Source document ::
>> START

Train on responses only does not work with TinyLlama-chat #1015

akhlakm · 2024-09-11T15:42:42Z

The following error occurs while using train_on_responses_only on the unsloth/tinyllama-chat-bnb-4bit model.

/usr/local/lib/python3.10/dist-packages/unsloth/chat_templates.py in <listcomp>(.0)
   1714     substring = _longest_common_substring([str(x + [0]) for x in all_input_ids])
   1715     substring = substring.split(", ")[:-1]
-> 1716     substring = [int(x) for x in substring]
   1717 
   1718     # Also get rest of tokenized string

ValueError: invalid literal for int() with base 10: ''

Link to the test notebook: https://colab.research.google.com/gist/akhlakm/c7c40b0c29d112f2544168be42d3410b/llama-3-1-8b-conversational-unsloth-2x-faster-finetuning.ipynb

Also, when the chat template defined in the tokenizer_config.json file is used, I get the following error if train_on_responses_only is used.

trainer_stats = trainer.train()

>> END

Given problem 1 :: Rewrite everything in the TinyLlama issue from "ValueError: invalid literal" down to "train_on_responses_only is used.", changing "test notebook" to "example notebook".
Given problem 2 :: Write the next part of the TinyLlama issue, starting right after its final line.

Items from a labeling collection
>> START

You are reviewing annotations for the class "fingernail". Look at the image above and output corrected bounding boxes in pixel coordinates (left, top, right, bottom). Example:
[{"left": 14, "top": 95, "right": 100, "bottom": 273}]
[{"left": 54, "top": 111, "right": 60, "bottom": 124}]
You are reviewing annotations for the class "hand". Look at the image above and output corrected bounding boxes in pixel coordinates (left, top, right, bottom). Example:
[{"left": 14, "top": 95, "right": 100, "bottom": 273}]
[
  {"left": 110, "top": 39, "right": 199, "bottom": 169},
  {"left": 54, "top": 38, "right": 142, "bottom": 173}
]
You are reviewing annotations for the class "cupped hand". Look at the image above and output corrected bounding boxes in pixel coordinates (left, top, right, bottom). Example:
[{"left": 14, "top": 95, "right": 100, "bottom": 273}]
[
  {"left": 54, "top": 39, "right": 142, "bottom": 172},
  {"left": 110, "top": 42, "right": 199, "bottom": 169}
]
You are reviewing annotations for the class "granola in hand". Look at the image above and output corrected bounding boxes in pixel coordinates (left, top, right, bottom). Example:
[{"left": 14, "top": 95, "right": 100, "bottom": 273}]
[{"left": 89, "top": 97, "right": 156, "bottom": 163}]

>> END
>> START

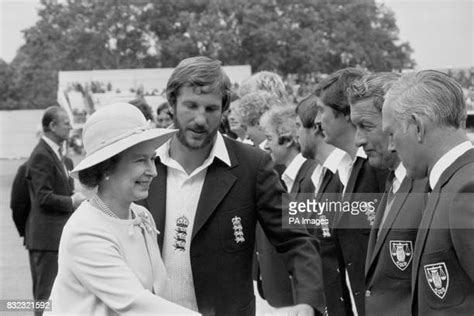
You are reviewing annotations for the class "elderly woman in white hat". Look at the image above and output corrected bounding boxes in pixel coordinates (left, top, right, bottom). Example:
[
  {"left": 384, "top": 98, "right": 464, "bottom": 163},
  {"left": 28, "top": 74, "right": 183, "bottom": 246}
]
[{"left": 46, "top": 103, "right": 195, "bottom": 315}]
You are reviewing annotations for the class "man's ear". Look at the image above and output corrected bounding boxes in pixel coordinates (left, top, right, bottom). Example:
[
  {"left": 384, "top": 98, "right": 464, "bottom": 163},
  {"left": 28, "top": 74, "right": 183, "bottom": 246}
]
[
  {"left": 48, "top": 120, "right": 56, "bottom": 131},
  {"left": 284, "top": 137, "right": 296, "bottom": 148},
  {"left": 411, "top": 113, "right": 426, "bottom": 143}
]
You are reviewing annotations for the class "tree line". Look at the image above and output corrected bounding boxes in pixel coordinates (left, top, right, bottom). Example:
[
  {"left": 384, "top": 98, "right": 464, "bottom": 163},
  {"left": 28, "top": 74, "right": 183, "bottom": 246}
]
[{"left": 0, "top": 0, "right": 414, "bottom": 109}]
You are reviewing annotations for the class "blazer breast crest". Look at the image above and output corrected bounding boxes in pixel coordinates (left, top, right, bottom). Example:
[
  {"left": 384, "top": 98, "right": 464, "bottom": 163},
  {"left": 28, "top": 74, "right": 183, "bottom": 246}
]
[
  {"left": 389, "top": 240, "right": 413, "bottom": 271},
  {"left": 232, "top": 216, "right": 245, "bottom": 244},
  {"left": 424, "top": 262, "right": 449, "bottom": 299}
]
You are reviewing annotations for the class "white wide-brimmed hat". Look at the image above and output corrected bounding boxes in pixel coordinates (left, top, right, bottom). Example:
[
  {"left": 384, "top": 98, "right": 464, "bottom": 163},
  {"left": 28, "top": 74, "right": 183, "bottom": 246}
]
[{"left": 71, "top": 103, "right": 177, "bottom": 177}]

>> END
>> START

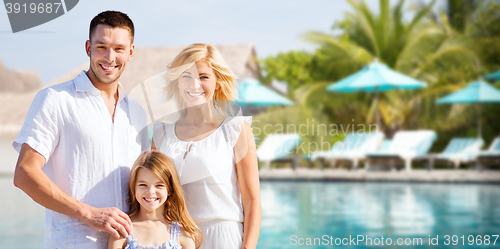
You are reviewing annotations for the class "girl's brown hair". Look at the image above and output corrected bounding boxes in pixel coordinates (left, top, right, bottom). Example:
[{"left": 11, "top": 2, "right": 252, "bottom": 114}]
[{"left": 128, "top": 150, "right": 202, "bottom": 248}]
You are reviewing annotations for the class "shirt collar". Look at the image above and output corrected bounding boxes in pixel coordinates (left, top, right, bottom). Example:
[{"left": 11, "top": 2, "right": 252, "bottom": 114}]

>> END

Reply 1 ::
ValueError: invalid literal for int() with base 10: ''

Link to the example notebook: https://colab.research.google.com/gist/akhlakm/c7c40b0c29d112f2544168be42d3410b/llama-3-1-8b-conversational-unsloth-2x-faster-finetuning.ipynb

Also, when the chat template defined in the tokenizer_config.json file is used, I get the following error if train_on_responses_only is used.

Reply 2 ::
                    ^^^^^^^^^^^^^^^
  File "<string>", line 145, in train
  File "<string>", line 320, in _fast_inner_training_loop
  File "/home/user/unsloth_env/lib/python3.11/site-packages/accelerate/data_loader.py", line 550, in __iter__
    current_batch = next(dataloader_iter)
                    ^^^^^^^^^^^^^^^^^^^^^
  File "/home/user/unsloth_env/lib/python3.11/site-packages/torch/utils/data/dataloader.py", line 630, in __next__
    data = self._next_data()
           ^^^^^^^^^^^^^^^^^
  File "/home/user/unsloth_env/lib/python3.11/site-packages/torch/utils/data/dataloader.py", line 673, in _next_data
    data = self._dataset_fetcher.fetch(index)  # may raise StopIteration
           ^^^^^^^^^^^^^^^^^^^^^^^^^^^^^^^^^^
  File "/home/user/unsloth_env/lib/python3.11/site-packages/torch/utils/data/_utils/fetch.py", line 55, in fetch
    return self.collate_fn(data)
           ^^^^^^^^^^^^^^^^^^^^^
  File "/home/user/unsloth_env/lib/python3.11/site-packages/transformers/data/data_collator.py", line 45, in __call__
    return self.torch_call(features)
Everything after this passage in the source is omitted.